What the task asks >>
Please copy out every line below verbatim, leaving the picture out of your answer.
--- Begin ---
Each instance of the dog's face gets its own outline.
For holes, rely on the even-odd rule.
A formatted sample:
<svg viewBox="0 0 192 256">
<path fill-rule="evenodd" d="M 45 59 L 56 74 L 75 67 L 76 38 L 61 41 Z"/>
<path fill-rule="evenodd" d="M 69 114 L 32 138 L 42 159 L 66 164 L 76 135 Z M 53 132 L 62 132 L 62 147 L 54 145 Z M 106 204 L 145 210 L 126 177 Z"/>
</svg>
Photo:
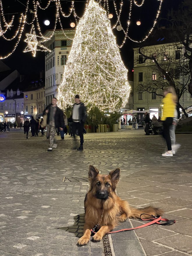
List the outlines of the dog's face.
--- End ---
Response to the exercise >>
Each instance of the dog's face gets its own outline.
For holes, rely on the even-odd rule.
A formatted sample:
<svg viewBox="0 0 192 256">
<path fill-rule="evenodd" d="M 45 59 L 56 74 L 75 67 L 76 38 L 61 41 Z"/>
<path fill-rule="evenodd" d="M 69 114 L 32 138 L 42 159 L 66 164 L 76 135 Z M 53 132 L 62 132 L 62 147 L 54 145 Z M 106 204 L 145 210 L 126 177 Z"/>
</svg>
Photo:
List the outlines of the dog's face.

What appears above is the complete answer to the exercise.